I didn’t learn about the UN Convention on the Rights of the Child until I was living in Cambodia, where it was an important framework for helping us address family violence, human trafficking, and community development. Maybe this isn’t too surprising, since the Convention is still young. It was adopted on this day (November 20) in 1989 by the UN General Assembly and became effective on September 2, 1990, after it was ratified by the required number of members. It is a very basic commitment to honoring and protecting the dignity and humanity of children, and 196 nations, including every member of the United Nations except one, has made that commitment. The one UN member that is still holding out, three decades later, is the USA.
To our credit, the USA has ratified two Optional Protocols on restricting “Children in Armed Conflict” and the “Sale of Children.” But, as President Barack Obama described it in his 2008 campaign, our collective failure to ratify the Convention is “embarrassing.” Nevertheless, even embarrassment has been insufficient to muster the political will to address this issue, as no US president has even submitted the Convention to the US Senate for ratification. Today’s anniversary of the Convention’s initial adoption is a good opportunity for us to reflect a little on why we might be in this situation and what it means.

_Dataset content_.
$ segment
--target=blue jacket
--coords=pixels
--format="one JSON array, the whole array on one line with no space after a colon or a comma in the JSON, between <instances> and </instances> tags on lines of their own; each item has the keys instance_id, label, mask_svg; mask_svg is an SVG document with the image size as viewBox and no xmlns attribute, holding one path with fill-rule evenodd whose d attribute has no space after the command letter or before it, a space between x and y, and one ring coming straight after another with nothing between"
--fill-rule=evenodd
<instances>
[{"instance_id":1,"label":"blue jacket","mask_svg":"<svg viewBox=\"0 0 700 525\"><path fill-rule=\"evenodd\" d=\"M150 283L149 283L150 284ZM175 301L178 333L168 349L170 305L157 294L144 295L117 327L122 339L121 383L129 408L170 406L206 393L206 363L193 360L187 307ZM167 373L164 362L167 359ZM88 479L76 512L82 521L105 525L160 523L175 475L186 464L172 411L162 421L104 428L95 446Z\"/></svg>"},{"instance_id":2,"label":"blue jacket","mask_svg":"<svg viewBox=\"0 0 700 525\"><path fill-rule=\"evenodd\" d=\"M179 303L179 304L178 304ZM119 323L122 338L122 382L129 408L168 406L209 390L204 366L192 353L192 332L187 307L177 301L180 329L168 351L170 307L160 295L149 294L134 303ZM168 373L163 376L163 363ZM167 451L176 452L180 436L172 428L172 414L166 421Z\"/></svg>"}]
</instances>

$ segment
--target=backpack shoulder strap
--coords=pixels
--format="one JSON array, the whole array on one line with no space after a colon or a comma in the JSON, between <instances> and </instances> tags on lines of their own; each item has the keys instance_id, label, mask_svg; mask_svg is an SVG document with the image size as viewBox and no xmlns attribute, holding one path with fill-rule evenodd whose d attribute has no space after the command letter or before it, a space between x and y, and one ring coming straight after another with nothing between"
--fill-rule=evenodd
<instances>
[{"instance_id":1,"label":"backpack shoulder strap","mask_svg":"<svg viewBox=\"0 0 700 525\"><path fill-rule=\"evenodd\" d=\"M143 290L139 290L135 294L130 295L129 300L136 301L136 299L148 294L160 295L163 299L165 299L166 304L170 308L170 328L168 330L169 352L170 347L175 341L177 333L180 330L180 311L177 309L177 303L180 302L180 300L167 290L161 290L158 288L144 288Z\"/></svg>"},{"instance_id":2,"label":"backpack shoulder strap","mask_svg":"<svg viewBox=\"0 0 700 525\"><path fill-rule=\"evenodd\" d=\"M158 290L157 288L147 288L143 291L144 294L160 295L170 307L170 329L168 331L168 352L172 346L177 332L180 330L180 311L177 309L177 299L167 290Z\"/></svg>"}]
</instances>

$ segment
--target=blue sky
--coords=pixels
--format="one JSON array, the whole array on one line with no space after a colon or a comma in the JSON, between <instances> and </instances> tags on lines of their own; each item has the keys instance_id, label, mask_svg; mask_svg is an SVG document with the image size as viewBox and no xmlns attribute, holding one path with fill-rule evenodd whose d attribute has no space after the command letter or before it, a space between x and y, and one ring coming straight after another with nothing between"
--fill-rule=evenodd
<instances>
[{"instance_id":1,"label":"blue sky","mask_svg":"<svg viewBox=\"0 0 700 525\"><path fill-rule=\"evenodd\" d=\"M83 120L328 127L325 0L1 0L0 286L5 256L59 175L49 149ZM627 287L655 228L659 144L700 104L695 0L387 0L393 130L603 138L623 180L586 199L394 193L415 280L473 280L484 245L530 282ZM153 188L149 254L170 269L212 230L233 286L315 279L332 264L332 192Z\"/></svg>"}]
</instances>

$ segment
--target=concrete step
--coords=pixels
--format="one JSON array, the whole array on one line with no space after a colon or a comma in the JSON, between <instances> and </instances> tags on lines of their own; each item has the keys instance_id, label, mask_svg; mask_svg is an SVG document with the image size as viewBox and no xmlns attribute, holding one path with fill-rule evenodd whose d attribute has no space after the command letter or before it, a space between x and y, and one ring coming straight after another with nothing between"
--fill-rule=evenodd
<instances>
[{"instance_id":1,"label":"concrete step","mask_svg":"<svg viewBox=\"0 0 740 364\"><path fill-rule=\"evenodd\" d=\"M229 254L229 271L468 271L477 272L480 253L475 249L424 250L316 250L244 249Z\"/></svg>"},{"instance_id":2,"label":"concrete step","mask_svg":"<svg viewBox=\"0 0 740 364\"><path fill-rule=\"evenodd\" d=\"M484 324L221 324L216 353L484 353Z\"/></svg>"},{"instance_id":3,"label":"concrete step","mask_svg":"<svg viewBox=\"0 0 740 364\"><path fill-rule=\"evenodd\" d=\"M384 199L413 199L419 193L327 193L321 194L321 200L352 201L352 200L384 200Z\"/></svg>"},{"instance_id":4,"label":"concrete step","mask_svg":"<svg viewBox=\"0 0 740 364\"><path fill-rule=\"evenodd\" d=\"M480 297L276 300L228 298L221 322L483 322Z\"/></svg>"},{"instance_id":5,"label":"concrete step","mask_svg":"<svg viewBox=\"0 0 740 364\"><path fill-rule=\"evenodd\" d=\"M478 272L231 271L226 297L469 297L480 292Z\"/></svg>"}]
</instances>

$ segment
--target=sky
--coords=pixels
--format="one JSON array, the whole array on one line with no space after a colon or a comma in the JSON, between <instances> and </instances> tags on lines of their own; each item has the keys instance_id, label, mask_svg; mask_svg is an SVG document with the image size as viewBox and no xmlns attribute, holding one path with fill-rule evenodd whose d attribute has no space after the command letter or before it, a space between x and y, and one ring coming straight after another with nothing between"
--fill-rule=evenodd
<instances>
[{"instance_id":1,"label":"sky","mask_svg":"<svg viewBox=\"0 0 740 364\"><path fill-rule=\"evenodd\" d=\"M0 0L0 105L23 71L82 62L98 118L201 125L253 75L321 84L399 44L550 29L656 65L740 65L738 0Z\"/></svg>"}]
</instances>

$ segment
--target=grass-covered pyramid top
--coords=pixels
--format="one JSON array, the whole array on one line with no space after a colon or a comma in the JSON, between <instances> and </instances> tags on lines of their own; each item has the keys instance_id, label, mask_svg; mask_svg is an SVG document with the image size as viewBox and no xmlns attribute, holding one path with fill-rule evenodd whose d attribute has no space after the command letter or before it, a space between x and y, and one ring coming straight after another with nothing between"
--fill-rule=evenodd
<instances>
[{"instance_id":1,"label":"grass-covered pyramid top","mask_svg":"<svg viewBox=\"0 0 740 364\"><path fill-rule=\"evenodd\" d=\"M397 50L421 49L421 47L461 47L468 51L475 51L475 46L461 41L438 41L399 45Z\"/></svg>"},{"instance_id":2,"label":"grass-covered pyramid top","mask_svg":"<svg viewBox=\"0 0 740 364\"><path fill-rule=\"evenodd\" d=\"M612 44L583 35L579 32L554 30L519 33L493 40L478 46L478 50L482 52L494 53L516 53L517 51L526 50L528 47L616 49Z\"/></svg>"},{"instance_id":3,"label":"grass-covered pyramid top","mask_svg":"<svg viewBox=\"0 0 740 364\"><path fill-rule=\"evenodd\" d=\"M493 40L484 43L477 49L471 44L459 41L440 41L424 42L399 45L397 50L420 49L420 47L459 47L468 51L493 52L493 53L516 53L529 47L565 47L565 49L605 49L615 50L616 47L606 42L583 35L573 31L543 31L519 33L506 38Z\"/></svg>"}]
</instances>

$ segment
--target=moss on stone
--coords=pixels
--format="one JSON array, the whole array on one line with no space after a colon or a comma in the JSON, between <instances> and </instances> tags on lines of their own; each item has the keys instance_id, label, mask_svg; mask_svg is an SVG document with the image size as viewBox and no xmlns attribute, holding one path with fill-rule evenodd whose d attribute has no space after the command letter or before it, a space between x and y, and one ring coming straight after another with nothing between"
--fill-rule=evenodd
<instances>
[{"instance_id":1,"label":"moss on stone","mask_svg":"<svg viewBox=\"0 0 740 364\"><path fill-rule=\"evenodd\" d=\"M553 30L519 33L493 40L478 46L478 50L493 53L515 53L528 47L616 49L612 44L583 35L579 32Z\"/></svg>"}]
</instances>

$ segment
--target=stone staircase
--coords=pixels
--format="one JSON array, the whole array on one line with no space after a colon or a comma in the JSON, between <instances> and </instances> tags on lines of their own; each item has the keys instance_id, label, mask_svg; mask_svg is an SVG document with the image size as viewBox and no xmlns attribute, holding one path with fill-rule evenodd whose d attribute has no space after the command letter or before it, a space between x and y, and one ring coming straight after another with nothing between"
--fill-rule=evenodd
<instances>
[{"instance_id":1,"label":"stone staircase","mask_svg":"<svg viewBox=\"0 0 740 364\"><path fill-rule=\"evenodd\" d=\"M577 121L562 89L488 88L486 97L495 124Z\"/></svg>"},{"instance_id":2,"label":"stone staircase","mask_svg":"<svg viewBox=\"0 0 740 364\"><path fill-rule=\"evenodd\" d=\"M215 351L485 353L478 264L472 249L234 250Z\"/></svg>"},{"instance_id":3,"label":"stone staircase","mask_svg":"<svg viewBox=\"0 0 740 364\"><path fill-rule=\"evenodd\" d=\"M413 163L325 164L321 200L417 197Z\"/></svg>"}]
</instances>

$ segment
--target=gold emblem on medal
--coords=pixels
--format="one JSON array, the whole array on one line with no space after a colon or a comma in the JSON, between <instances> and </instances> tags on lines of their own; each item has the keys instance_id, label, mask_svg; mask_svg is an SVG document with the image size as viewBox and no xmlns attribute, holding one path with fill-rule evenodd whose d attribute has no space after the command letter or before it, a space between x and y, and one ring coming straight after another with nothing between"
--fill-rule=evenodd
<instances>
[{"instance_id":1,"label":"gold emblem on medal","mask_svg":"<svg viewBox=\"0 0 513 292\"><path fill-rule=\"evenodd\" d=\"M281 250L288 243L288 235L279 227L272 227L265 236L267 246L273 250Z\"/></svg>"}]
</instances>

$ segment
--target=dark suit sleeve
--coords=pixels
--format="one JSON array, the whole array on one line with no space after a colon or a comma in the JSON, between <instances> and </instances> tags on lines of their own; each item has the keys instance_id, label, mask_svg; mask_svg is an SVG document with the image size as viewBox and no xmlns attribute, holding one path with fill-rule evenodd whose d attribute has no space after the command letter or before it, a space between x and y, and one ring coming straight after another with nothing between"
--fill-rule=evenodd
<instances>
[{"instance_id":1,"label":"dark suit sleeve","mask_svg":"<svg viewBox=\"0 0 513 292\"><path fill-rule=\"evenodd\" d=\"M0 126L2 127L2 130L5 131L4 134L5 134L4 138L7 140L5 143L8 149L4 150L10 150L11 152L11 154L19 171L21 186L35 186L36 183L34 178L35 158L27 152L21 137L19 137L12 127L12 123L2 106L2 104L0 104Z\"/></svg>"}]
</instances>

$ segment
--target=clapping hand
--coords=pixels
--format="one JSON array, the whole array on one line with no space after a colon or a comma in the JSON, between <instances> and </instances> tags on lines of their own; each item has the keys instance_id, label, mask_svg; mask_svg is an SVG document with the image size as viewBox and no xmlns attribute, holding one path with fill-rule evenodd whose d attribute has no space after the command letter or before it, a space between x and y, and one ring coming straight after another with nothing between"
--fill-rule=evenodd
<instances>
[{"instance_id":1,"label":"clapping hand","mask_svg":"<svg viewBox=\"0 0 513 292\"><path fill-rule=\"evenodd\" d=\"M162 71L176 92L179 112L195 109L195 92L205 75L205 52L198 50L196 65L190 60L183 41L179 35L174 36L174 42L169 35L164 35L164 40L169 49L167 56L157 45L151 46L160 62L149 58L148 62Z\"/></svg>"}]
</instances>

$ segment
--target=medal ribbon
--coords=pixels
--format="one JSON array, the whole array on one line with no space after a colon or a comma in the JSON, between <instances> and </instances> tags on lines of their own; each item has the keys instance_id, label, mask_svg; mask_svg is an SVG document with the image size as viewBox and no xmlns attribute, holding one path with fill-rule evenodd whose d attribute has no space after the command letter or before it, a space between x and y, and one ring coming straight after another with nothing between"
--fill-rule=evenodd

_Written task 1_. According to the passage on the UN Convention on the Rights of the Child, on what date did the Convention become effective?
_Written task 2_. Reproduce word for word the part of the passage on the UN Convention on the Rights of the Child starting at "To our credit, the" and ending at "what it means.".

_Final result 1_. September 2, 1990

_Final result 2_.
To our credit, the USA has ratified two Optional Protocols on restricting “Children in Armed Conflict” and the “Sale of Children.” But, as President Barack Obama described it in his 2008 campaign, our collective failure to ratify the Convention is “embarrassing.” Nevertheless, even embarrassment has been insufficient to muster the political will to address this issue, as no US president has even submitted the Convention to the US Senate for ratification. Today’s anniversary of the Convention’s initial adoption is a good opportunity for us to reflect a little on why we might be in this situation and what it means.